• EXCERPT
━━━━━━

My friends yell: “Don’t you know that the Dalai Lama is coming to Denmark today on his first visit. We know which ferry he’s on. We can just make it, if we drive 100 km an hour.” The speed limit is 60. Looking out the window, I see the road is covered with a thin layer of glittering ice, like an endless mirror stretched out under the sky to reflect the morning sun. “Great idea,” I respond.
The Dalai Lama is ushered on to a small ferry. He travels with a large retinue. I never heard about this small ferry connection, very incognito. As he leaves the boat, the captain, who obviously has had a conversation with him, is charmed, smitten. He has taken off his tie and holds it, offering it as a scarf. Perhaps he knows it is the Tibetan way. By chance I happen to stand right there, surprising the bodyguard.
The Dalai Lama folds his hands around the captain’s and I hear for the first time the now famous Big D Laugh. The laughs that is famous for not laughing at someone but with someone. It seems the King of Tibet laughs of much more than can be said in words.
“Thank you very much. But I don’t wear ties.” Whisked into the waiting cars, the Dalai Lama and his retinue are quickly gone.
I see the captain still stands there on the bridge, holding his blue tie.
Aug 11, 1970
A Ticker-Parade for Three Tired Astronauts
The sky is very blue this summer. Just a few clouds on the horizon. We are lying on our backs, doing nothing. I guess we’re either eleven or twelve years old. There are fields outside my home town. In the old days cows would grace here. Nowadays they’re just for us, and for dogs to run free.
I’m not sure who first came up with the idea. But one of us says: “Imagine that we are hanging under the ceiling. Instead of looking up, we’re looking down.”

━━━━━━

• Point labeling examples
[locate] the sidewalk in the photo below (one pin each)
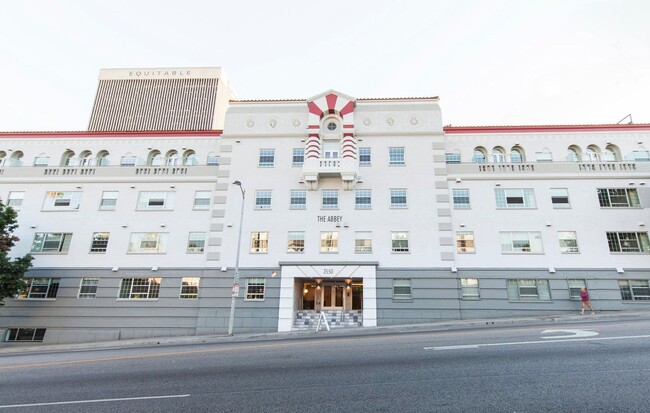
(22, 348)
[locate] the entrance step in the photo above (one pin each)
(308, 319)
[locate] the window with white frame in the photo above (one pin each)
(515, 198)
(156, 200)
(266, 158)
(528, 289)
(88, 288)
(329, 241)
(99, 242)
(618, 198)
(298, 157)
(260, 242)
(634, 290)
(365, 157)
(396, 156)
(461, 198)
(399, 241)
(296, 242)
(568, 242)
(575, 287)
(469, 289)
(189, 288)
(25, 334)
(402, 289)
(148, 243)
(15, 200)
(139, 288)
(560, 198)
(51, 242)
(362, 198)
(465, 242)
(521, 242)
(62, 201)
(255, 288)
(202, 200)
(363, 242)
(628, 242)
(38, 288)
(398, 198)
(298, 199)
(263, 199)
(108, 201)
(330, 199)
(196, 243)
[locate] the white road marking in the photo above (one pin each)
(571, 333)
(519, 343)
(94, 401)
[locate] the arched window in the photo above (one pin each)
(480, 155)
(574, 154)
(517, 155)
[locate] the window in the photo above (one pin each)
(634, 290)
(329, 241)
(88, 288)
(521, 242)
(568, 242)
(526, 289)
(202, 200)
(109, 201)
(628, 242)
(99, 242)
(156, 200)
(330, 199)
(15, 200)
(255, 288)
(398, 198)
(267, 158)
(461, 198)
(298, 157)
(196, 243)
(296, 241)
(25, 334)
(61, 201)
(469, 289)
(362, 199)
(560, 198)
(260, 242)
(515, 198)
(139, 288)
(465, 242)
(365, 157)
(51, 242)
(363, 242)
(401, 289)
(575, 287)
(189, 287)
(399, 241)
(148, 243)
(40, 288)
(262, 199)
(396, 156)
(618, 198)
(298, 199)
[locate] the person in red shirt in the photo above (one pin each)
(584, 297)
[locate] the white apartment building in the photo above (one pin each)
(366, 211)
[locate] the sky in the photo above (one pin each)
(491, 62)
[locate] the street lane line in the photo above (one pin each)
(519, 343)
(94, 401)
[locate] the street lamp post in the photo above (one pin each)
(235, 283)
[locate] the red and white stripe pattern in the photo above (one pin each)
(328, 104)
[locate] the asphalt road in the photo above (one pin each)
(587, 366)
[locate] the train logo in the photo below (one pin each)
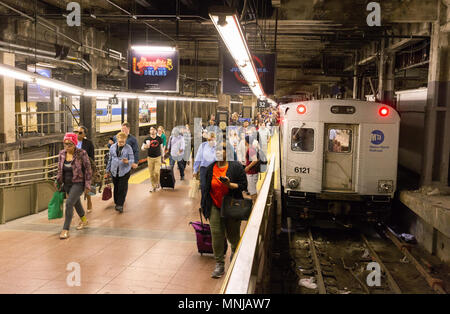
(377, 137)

━━━━━━

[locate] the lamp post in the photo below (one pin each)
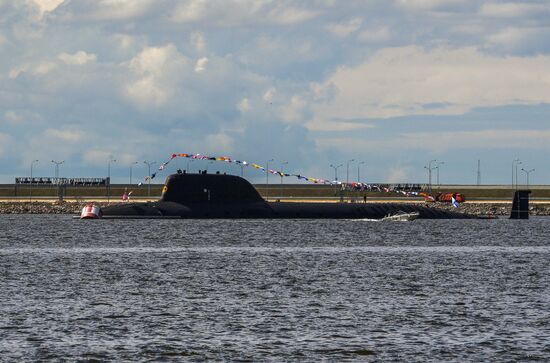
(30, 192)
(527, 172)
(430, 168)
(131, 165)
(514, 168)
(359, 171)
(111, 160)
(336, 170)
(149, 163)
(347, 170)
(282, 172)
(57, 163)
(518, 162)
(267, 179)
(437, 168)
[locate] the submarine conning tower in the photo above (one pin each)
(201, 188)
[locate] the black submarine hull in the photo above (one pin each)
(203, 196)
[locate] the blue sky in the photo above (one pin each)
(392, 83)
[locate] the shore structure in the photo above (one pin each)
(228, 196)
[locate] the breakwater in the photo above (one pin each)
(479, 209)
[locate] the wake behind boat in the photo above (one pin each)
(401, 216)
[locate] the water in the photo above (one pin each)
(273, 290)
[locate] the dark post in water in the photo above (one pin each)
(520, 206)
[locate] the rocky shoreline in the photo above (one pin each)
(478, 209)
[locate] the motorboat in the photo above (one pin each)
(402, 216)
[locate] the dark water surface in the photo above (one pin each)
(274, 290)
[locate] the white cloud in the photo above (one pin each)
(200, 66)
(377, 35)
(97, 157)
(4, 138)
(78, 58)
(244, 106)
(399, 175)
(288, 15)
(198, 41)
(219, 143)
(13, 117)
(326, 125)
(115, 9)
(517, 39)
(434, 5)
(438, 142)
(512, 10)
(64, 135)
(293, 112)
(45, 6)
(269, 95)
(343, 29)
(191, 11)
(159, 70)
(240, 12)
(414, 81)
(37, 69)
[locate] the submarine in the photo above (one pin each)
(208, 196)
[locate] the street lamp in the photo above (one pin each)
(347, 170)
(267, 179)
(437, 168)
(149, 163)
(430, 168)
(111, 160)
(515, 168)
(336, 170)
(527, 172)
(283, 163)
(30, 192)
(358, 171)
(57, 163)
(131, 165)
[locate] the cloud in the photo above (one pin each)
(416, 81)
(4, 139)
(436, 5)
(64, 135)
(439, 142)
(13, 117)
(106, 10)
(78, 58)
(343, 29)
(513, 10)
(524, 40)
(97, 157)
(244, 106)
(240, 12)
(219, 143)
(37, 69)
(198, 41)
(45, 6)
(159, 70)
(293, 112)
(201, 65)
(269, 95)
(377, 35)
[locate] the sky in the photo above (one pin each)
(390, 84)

━━━━━━

• GOAL A
Indicate whether each statement agrees with the excerpt, answering yes or no and quoting the deciding words: (i) The speed limit on the road is 60. (ii) The captain is still wearing his tie when the Dalai Lama leaves the boat. (iii) The Dalai Lama travels alone.
• GOAL B
Reproduce the excerpt's text between "The Dalai Lama is ushered" and "his blue tie.", inclusive.
• GOAL C
According to the excerpt, what color is the tie the captain is left holding on the bridge?

• COMPLETE ANSWER A
(i) Yes: "The speed limit is 60."
(ii) No: "He has taken off his tie and holds it, offering it as a scarf."
(iii) No: "He travels with a large retinue."

• COMPLETE ANSWER B
The Dalai Lama is ushered on to a small ferry. He travels with a large retinue. I never heard about this small ferry connection, very incognito. As he leaves the boat, the captain, who obviously has had a conversation with him, is charmed, smitten. He has taken off his tie and holds it, offering it as a scarf. Perhaps he knows it is the Tibetan way. By chance I happen to stand right there, surprising the bodyguard.
The Dalai Lama folds his hands around the captain’s and I hear for the first time the now famous Big D Laugh. The laughs that is famous for not laughing at someone but with someone. It seems the King of Tibet laughs of much more than can be said in words.
“Thank you very much. But I don’t wear ties.” Whisked into the waiting cars, the Dalai Lama and his retinue are quickly gone.
I see the captain still stands there on the bridge, holding his blue tie.

• COMPLETE ANSWER C
Blue.